:: EXTRACTED RECORDS ::
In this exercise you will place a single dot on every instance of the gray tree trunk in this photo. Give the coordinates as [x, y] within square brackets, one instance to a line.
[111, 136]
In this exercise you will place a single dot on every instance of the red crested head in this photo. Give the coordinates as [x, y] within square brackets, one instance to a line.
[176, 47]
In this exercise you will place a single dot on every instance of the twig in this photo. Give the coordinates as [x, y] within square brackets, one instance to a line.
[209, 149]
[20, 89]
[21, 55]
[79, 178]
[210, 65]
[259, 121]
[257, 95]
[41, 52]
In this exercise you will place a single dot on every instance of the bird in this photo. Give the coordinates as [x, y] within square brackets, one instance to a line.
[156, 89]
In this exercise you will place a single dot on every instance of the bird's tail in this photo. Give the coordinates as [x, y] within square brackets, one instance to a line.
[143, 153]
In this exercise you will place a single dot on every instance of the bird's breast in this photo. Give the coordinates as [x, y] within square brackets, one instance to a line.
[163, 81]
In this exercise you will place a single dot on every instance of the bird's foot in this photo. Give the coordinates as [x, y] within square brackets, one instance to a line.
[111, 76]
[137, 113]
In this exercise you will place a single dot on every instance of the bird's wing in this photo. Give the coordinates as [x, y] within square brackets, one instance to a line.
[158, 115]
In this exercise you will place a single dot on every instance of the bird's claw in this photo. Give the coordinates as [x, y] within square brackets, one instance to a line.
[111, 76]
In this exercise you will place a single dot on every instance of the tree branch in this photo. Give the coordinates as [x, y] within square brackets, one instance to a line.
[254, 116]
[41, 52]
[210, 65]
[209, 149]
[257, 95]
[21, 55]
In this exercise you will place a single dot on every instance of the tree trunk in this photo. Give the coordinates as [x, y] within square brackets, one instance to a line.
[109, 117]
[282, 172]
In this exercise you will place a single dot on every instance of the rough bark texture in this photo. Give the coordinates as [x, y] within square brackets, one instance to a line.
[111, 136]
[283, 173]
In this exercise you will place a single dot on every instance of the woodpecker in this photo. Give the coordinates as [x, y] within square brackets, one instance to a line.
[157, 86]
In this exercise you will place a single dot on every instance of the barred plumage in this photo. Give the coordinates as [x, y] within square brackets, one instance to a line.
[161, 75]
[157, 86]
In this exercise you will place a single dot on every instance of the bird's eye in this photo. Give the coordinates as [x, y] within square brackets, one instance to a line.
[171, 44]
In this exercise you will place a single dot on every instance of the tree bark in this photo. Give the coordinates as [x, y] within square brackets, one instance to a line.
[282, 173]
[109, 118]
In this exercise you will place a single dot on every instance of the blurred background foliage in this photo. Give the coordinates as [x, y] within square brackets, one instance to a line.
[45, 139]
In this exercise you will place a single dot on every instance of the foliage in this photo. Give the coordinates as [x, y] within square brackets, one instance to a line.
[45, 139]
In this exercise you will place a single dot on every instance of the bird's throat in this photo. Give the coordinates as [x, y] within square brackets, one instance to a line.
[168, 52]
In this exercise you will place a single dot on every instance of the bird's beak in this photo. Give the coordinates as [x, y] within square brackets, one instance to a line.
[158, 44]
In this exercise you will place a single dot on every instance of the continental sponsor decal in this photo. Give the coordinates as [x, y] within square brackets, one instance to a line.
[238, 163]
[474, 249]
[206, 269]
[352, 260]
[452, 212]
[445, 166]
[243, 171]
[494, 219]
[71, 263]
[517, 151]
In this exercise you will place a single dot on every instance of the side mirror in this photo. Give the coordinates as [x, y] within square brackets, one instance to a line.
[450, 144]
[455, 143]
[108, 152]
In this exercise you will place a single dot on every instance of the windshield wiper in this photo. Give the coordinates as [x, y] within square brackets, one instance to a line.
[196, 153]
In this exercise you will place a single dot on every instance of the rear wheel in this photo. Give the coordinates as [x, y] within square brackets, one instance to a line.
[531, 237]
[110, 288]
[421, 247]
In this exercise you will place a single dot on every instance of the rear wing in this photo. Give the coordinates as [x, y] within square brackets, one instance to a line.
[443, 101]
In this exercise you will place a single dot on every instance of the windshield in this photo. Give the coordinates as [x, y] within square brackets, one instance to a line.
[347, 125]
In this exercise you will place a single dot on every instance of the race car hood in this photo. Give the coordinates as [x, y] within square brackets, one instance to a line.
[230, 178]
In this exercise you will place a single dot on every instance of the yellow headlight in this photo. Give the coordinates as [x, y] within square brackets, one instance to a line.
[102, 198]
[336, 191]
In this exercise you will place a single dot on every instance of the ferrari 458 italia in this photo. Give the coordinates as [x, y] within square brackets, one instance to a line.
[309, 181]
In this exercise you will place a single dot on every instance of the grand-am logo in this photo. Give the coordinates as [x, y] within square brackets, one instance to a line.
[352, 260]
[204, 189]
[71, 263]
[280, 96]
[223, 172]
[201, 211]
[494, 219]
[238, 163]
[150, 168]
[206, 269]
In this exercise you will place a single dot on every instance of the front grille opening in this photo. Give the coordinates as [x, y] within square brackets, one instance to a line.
:::
** WHAT IS ASKED **
Print word for word the lines of the listing above, starting at the line that contains "of the grand-am" and ending at the final line of the listing, with both of those lines included.

** TASK RESULT **
In this exercise you will place a single dot on every instance of the grand-am logo in this photo. Give the coordinates as [x, y] within square brackets, one instance to a line.
[352, 260]
[204, 189]
[71, 263]
[280, 96]
[223, 172]
[201, 211]
[494, 219]
[238, 163]
[150, 168]
[206, 269]
In this exercise you will place a single dot on every instance of the front grille opening in this photo. Give the coordinates as [x, y] within square brackets, one instance to a line.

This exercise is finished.